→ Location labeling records
──────────

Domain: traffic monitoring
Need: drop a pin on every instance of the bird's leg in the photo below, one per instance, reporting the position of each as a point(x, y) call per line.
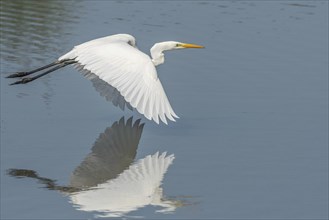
point(30, 79)
point(21, 74)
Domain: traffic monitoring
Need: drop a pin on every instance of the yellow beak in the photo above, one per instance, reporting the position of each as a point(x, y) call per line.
point(191, 46)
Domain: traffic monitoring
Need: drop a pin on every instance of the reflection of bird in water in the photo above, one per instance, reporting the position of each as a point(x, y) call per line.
point(108, 181)
point(122, 73)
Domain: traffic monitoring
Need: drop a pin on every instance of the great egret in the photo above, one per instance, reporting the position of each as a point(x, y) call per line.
point(109, 180)
point(120, 72)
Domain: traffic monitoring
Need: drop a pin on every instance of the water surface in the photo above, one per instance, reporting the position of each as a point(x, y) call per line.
point(252, 138)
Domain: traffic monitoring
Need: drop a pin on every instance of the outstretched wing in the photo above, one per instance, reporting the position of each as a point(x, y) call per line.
point(122, 66)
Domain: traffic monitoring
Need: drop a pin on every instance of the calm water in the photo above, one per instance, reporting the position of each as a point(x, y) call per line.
point(251, 141)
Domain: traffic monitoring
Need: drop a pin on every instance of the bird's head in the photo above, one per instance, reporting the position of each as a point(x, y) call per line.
point(158, 48)
point(172, 45)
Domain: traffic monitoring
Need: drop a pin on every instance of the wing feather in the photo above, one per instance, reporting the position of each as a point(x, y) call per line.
point(131, 72)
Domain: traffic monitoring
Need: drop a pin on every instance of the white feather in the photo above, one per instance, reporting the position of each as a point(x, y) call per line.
point(132, 73)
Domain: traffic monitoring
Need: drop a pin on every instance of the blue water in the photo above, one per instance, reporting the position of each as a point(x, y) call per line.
point(252, 138)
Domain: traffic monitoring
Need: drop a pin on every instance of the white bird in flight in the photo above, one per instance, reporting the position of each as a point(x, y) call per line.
point(120, 72)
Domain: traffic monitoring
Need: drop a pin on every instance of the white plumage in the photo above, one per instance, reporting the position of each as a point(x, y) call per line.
point(116, 61)
point(120, 72)
point(136, 187)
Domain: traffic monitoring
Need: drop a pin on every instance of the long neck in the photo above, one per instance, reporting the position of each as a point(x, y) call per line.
point(157, 52)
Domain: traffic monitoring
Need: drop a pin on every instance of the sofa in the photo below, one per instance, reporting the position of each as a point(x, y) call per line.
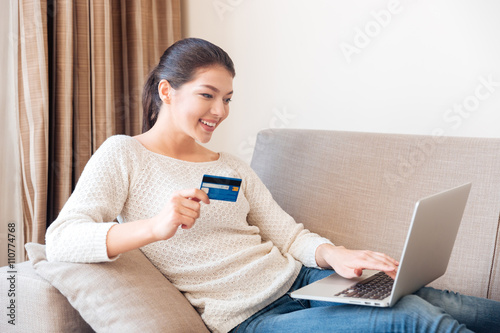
point(357, 189)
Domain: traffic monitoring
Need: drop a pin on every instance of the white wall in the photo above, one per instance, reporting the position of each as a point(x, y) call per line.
point(407, 66)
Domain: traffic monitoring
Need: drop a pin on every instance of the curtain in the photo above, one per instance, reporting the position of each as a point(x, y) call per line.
point(81, 74)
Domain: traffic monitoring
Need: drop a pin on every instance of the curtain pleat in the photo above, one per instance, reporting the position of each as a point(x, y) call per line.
point(81, 73)
point(33, 116)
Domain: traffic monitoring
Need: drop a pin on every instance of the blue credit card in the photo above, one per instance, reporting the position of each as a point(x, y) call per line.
point(221, 188)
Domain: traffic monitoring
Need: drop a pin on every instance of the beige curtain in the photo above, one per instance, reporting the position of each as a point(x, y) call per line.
point(83, 72)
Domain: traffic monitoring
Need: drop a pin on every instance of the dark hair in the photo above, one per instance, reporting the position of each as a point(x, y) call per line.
point(178, 65)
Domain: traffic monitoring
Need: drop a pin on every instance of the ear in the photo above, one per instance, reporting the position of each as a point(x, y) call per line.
point(165, 91)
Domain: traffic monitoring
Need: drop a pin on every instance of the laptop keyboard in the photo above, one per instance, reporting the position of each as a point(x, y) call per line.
point(377, 286)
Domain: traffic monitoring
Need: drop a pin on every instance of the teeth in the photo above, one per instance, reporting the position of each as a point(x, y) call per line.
point(207, 123)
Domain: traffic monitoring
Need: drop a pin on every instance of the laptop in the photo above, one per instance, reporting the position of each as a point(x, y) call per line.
point(425, 257)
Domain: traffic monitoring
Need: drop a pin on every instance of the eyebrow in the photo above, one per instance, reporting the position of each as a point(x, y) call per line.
point(214, 89)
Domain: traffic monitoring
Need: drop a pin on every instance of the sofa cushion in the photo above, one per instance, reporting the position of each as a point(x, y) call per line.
point(39, 307)
point(126, 295)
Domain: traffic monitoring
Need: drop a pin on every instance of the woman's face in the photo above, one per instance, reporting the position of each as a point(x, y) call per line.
point(200, 105)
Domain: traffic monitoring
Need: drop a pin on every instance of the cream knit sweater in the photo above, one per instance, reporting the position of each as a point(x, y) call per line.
point(239, 256)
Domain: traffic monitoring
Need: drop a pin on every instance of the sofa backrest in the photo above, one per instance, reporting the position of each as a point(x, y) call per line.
point(360, 189)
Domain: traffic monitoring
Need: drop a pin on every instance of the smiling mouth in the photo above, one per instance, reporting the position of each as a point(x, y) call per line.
point(208, 123)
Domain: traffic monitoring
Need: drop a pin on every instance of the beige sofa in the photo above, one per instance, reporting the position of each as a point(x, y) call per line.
point(358, 189)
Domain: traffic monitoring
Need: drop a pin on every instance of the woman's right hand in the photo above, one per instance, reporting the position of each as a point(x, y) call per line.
point(182, 209)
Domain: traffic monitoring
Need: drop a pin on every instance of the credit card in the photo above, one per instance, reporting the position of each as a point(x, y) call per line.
point(221, 188)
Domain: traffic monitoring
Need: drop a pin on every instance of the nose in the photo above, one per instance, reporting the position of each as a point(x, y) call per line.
point(219, 109)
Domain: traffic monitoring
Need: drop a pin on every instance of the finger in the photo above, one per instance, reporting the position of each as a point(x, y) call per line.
point(386, 258)
point(188, 212)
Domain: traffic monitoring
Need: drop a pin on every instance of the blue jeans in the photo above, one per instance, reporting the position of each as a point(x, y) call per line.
point(428, 310)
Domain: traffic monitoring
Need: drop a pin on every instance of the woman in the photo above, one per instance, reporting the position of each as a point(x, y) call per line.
point(234, 261)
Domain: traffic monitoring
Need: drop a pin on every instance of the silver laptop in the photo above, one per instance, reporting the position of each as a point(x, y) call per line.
point(425, 257)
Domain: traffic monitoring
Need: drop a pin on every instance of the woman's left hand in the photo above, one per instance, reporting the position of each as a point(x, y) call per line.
point(351, 263)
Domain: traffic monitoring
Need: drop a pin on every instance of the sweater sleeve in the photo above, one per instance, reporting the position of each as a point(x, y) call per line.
point(274, 223)
point(80, 230)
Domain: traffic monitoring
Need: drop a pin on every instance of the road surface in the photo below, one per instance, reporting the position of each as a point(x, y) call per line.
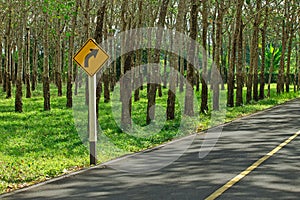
point(256, 157)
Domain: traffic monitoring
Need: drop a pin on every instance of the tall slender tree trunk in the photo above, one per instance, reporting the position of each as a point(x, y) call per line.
point(255, 48)
point(217, 68)
point(280, 79)
point(156, 58)
point(263, 53)
point(35, 62)
point(99, 39)
point(270, 73)
point(189, 96)
point(86, 36)
point(8, 70)
point(298, 66)
point(1, 66)
point(288, 66)
point(19, 92)
point(27, 68)
point(230, 81)
point(58, 76)
point(174, 60)
point(70, 58)
point(46, 79)
point(204, 88)
point(239, 75)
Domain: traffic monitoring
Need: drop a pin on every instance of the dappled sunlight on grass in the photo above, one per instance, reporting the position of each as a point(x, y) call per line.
point(38, 145)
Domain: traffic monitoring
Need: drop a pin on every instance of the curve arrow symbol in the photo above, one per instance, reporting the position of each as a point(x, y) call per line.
point(94, 53)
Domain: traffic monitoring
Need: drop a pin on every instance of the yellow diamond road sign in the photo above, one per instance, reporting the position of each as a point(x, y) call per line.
point(91, 57)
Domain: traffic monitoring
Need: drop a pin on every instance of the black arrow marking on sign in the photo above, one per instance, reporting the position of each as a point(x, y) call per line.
point(94, 53)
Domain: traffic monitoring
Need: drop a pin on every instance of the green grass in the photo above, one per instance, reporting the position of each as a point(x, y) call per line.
point(38, 145)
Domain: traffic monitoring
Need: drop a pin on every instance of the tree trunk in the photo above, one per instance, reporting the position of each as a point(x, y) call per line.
point(280, 80)
point(27, 68)
point(189, 96)
point(239, 76)
point(255, 43)
point(1, 66)
point(263, 53)
point(8, 71)
point(156, 58)
point(46, 80)
point(216, 69)
point(99, 39)
point(270, 73)
point(58, 77)
point(19, 92)
point(288, 66)
point(86, 26)
point(173, 58)
point(230, 82)
point(204, 88)
point(70, 58)
point(35, 62)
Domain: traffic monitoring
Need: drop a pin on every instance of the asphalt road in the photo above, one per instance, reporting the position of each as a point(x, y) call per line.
point(242, 143)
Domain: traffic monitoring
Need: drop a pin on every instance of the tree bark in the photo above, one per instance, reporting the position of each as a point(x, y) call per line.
point(230, 81)
point(1, 66)
point(280, 79)
point(204, 88)
point(69, 103)
point(19, 92)
point(46, 80)
point(255, 52)
point(270, 73)
point(27, 68)
point(35, 62)
point(263, 53)
point(156, 58)
point(239, 76)
point(99, 39)
point(189, 96)
point(173, 58)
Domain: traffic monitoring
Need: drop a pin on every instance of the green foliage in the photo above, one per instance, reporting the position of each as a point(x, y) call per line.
point(274, 52)
point(38, 145)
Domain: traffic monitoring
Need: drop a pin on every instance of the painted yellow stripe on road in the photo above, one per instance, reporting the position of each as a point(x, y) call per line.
point(244, 173)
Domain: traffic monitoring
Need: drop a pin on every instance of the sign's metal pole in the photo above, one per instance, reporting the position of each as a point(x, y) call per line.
point(92, 120)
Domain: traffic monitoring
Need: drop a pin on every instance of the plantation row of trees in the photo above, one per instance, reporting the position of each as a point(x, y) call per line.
point(252, 43)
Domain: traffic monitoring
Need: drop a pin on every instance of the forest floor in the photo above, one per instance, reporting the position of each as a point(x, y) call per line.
point(38, 145)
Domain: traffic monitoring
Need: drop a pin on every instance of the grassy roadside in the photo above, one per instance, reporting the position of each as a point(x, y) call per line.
point(38, 145)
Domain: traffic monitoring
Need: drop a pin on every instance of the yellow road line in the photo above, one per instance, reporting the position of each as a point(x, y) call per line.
point(244, 173)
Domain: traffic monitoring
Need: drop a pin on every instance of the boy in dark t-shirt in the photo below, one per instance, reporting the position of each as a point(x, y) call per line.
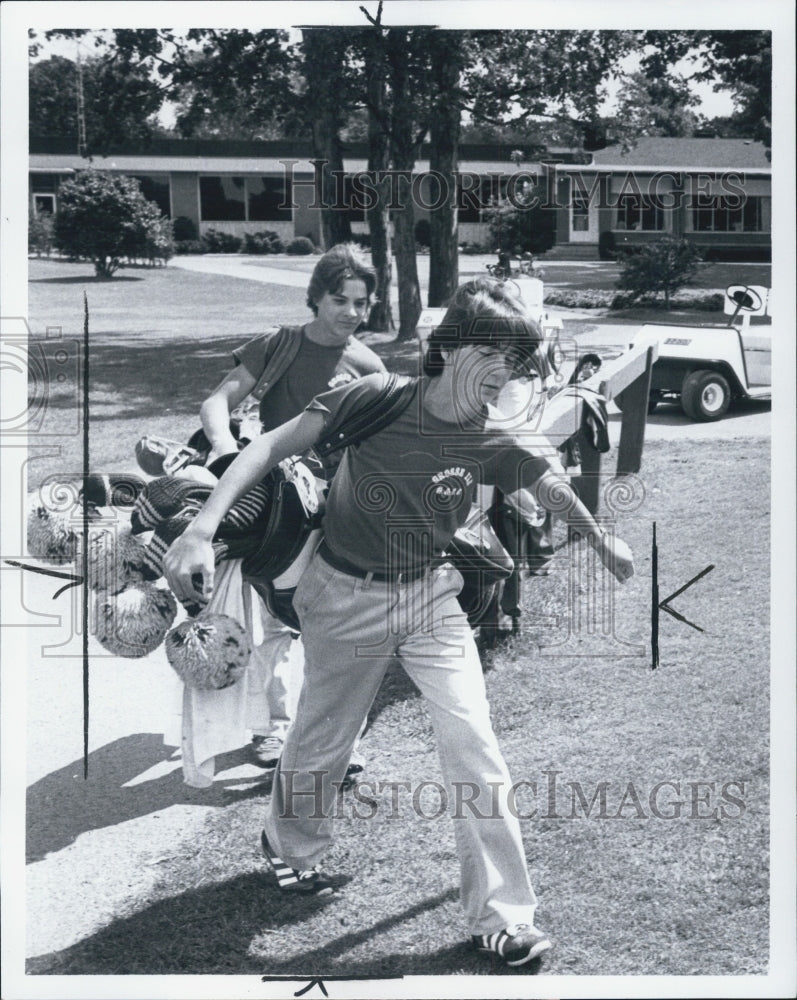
point(378, 588)
point(284, 370)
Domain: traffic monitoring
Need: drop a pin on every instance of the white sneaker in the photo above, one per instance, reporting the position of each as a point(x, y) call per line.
point(266, 750)
point(515, 945)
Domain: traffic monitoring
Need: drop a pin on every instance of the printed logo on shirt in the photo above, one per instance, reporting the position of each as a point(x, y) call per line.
point(451, 482)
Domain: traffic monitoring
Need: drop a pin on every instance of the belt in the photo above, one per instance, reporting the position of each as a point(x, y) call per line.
point(344, 566)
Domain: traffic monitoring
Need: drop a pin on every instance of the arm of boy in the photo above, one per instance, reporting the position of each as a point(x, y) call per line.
point(191, 555)
point(216, 409)
point(557, 495)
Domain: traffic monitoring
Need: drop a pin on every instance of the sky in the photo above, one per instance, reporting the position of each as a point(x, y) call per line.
point(713, 104)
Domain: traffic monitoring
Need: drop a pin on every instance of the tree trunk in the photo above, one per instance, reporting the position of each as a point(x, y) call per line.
point(325, 53)
point(328, 159)
point(377, 213)
point(406, 264)
point(403, 151)
point(444, 142)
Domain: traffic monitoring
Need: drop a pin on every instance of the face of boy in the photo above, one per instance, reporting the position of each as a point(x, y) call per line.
point(476, 374)
point(340, 313)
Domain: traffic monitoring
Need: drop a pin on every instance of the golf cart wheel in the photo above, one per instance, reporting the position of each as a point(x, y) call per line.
point(705, 395)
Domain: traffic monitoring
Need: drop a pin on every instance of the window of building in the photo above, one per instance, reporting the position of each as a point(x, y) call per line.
point(155, 187)
point(724, 215)
point(45, 182)
point(355, 197)
point(267, 199)
point(638, 212)
point(476, 194)
point(44, 204)
point(580, 209)
point(222, 199)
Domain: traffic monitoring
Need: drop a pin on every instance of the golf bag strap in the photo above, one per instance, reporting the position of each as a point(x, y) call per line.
point(382, 410)
point(282, 349)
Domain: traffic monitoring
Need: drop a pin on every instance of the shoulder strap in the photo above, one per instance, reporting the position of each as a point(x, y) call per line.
point(383, 409)
point(284, 348)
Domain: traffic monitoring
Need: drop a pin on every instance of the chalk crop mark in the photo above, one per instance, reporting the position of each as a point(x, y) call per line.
point(319, 981)
point(664, 605)
point(75, 581)
point(85, 584)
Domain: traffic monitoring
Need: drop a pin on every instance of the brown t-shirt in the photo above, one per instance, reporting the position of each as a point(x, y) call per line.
point(314, 370)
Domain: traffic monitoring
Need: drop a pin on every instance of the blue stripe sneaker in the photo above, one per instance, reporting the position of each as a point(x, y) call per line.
point(309, 881)
point(515, 945)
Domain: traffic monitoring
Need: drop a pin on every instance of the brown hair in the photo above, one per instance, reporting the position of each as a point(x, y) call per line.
point(484, 311)
point(343, 262)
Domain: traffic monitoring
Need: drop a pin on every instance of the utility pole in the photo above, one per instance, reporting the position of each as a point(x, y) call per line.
point(81, 108)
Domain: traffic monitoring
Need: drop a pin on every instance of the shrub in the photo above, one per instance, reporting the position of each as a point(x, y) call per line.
point(702, 300)
point(423, 233)
point(41, 231)
point(184, 229)
point(159, 242)
point(662, 266)
point(266, 241)
point(216, 241)
point(105, 218)
point(182, 247)
point(468, 247)
point(300, 246)
point(521, 225)
point(607, 245)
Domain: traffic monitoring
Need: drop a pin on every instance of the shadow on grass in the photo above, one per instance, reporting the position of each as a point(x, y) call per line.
point(240, 926)
point(85, 279)
point(146, 379)
point(63, 804)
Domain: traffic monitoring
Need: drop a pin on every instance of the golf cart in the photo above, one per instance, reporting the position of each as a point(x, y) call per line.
point(706, 367)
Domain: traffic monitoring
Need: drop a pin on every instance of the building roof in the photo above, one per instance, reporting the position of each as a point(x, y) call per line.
point(715, 154)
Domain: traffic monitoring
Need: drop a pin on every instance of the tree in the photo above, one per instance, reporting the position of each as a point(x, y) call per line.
point(521, 225)
point(119, 101)
point(736, 61)
point(105, 218)
point(663, 266)
point(662, 105)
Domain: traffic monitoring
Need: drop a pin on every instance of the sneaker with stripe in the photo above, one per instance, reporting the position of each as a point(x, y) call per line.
point(515, 945)
point(309, 880)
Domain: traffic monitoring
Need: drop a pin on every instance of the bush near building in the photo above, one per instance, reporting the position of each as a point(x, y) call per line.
point(106, 219)
point(660, 267)
point(521, 225)
point(263, 242)
point(41, 234)
point(215, 241)
point(300, 246)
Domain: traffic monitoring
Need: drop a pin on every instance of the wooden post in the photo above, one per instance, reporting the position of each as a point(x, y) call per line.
point(635, 414)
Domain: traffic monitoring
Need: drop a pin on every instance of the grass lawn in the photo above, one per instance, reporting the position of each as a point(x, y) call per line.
point(622, 889)
point(161, 339)
point(679, 886)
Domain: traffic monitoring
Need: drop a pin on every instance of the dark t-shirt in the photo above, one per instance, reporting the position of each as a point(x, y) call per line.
point(399, 495)
point(314, 370)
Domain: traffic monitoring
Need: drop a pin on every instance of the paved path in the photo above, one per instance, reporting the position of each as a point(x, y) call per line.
point(607, 338)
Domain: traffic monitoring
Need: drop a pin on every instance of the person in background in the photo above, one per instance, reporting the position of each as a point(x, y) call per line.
point(378, 588)
point(282, 371)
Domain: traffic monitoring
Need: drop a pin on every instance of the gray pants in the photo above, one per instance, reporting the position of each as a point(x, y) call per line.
point(352, 629)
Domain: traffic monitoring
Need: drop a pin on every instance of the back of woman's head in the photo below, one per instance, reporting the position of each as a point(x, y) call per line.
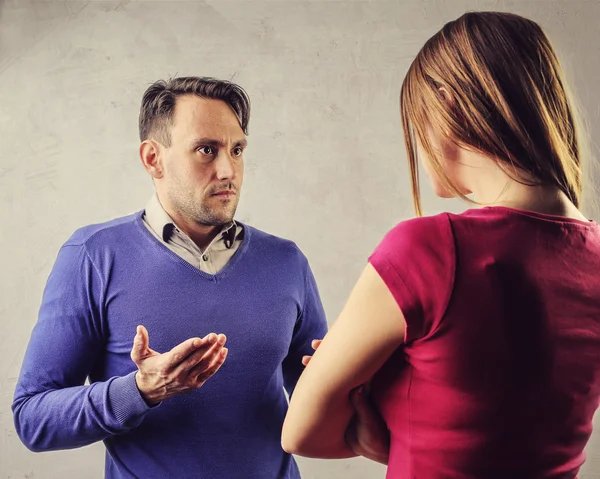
point(491, 82)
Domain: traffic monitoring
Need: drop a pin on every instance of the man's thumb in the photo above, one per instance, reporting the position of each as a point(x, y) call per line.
point(140, 348)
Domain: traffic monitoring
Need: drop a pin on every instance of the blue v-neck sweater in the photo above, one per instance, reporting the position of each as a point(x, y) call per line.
point(111, 277)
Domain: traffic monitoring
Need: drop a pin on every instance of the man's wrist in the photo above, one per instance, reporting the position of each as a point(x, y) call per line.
point(146, 395)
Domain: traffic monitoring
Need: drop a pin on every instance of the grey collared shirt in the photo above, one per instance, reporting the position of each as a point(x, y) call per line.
point(213, 259)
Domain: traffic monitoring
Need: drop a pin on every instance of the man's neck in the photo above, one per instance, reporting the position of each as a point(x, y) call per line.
point(202, 235)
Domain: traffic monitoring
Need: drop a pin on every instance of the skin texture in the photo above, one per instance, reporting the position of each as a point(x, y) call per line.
point(371, 326)
point(198, 179)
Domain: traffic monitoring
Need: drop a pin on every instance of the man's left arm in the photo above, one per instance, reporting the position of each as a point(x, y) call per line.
point(311, 324)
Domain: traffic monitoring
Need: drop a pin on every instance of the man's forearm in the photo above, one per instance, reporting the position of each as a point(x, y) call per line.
point(72, 417)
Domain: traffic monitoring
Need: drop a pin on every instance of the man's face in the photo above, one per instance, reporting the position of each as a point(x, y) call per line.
point(203, 168)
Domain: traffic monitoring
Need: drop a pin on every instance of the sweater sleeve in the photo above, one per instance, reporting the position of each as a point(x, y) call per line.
point(416, 260)
point(52, 407)
point(311, 324)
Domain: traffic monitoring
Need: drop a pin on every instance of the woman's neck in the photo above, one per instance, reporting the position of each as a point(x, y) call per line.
point(492, 185)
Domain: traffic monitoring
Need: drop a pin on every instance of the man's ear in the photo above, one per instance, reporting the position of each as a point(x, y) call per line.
point(151, 155)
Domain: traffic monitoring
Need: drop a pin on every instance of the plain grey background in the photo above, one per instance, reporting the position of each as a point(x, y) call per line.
point(325, 167)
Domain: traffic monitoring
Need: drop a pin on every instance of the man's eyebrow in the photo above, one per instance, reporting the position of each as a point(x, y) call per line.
point(214, 142)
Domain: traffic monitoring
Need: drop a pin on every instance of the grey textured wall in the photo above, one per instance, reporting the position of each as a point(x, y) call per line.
point(325, 166)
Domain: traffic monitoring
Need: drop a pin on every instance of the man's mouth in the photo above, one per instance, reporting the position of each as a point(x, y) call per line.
point(224, 193)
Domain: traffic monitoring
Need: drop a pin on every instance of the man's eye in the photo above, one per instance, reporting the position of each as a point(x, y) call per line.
point(206, 150)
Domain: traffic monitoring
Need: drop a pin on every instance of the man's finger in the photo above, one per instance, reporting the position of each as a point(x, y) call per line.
point(216, 364)
point(180, 352)
point(201, 359)
point(140, 349)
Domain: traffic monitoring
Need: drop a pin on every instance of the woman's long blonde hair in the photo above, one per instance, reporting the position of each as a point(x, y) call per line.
point(508, 101)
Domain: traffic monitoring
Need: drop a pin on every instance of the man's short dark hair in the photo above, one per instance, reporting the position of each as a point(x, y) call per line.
point(158, 103)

──────────

Starting at the beginning of the records and going on through the line with "point(122, 66)", write the lines out again with every "drop a pin on" replaced by "mark" and all else unchanged. Leave the pictures out.

→ Exercise response
Domain: traffic monitoring
Need: mark every instance of the bird's leg in the photo below, one per instance, reporting the position of each as a point(x, y) call per line.
point(30, 79)
point(21, 74)
Domain: traffic monitoring
Need: mark every instance of the yellow beak in the photo above, one per instance, reporting the position of each as a point(x, y) call per line.
point(191, 46)
Domain: traffic monitoring
Need: mark every instance of the reflection of bird in water in the photo above, one per instance, reporting the position of each as a point(x, y) call per line.
point(108, 181)
point(122, 73)
Domain: traffic monitoring
Need: mark every instance of the great egret in the photo above, one per instance, reporting the position of each as a point(x, y) call per line.
point(109, 180)
point(120, 72)
Domain: traffic monitoring
Need: mark every instance of the water surface in the photo above, one per instance, reporting the position of each as a point(x, y) call per line.
point(252, 138)
Domain: traffic monitoring
Need: mark every instance of the outstretched wing in the photo above, one per instance, reporting the position of each as a point(x, y) call per line.
point(122, 66)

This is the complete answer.